— ARTICLE —
Lawson as “graveyard poet,” and the politics that won’t sit still

The poem’s satire sharpens when Paterson lists Lawson’s tragedies: little ’Arvie, His Father’s mate, then the father himself—an escalating tally that turns grief into a kind of comic bookkeeping. By the time Paterson says Lawson has a graveyard of his own, the joke is doing critical work: it suggests an author can become addicted to a signature darkness, building an aesthetic brand out of death. But Paterson also presses a contradiction in Lawson’s public posture. Lawson can speak in terms prophetic about revolution and people in the street, yet he condemns the shearers who would actually start it as agitators. Paterson is not offering a neat political lecture; he’s pointing out how easily “the bush” becomes a stage where writers perform righteousness while mistrusting real collective action.

The “man from furthest out” versus the “lonely grave”

Paterson admits the charge against him—I “over-write” the bushmen!—and then doubles down. He always see[s] the hero in the man from furthest out, and insists a bushman doesn’t naturally belong to the tomb. That insistence creates the poem’s key tension: is Paterson correcting an unfair gloom, or replacing it with a flattering legend? He tries to keep both truths in view. The bush isn’t only golden sunshine under wattle branches, but it isn’t only lonely grave either. The bushman’s life is rough, he says—yet it’s survivable if he’s built of sterling stuff, a phrase that sounds admiring and also slightly promotional, like a motto stamped on the national character.

The wool-team that makes the city body ache

The poem’s most persuasive evidence arrives when Paterson stops arguing and lets a scene carry the feeling. A man in town, jotting down the figures and adding up the bills, hears a wool-team passing with a rumble and a lurch and is pulled off his perch by memory. The sensory detail—the scent of wool and tar—makes the longing bodily, not ideological. The recollection of the woolshed—shear-blades…a-clicking to Wool away!—is vigorous, communal, and rhythmic, the opposite of the lonely graveyard mood Paterson mocks. And then the poem pivots: the man touches his flabby muscles with regret, his eyes return to the dusty little table, and his thoughts go to sickly children who squall. The bush becomes, paradoxically, a place imagined as healthy from within a city life that is financially orderly but physically and emotionally thinning.

A surrender that’s really a taunt

After that intimate turn, Paterson performs a startling “giving up”: we’ll go no more a-droving; our fathers’ hearts have failed us. But the section that follows is so exaggerated it reads like deliberate bad faith. Yes, the bush has a nasty dash of danger when a long-horned bullock wheels; therefore, he says, let’s embrace comfort, reg’lar meals, and even a job washing bottles. The mock-program grows more grotesque: herd into the cities, crush and crowd, learn to hate the bush, trade aspirations for city life and beer, and even slip across to England where theatres and pubs multiply. The cheerful patriot becomes a satirist of urban drift, suggesting that rejecting bush hardship might also mean rejecting a whole kind of aliveness.

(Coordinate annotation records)

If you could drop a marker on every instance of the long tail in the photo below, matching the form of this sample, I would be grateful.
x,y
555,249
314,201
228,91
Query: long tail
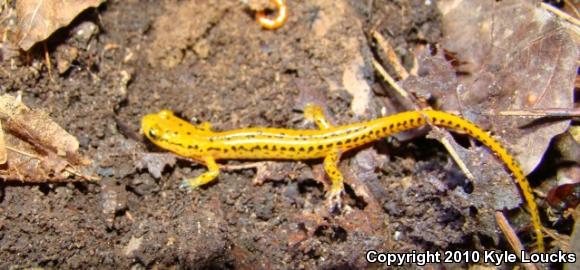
x,y
409,120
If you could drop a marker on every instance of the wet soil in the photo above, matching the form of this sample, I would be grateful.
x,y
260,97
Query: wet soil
x,y
208,60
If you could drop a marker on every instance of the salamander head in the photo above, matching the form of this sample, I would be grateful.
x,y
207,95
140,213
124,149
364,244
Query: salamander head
x,y
168,131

— LIST OF TASKS —
(a) According to the essay, what scent reaches the man in town when the wool-team passes?
(b) Rewrite the records from the line containing "of the salamander" through the end of the records, with requests included. Scale every coordinate in the answers by 0.7 and round each to a whole number, rounding halves up.
These records are unrelated to the essay.

— RESULTS —
(a) The scent of wool and tar.

(b)
If you could drop a marker on every instance of the salamander head in the photo above, matching the form of this sample, I would be grateful.
x,y
207,95
140,213
124,149
364,244
Query: salamander head
x,y
118,92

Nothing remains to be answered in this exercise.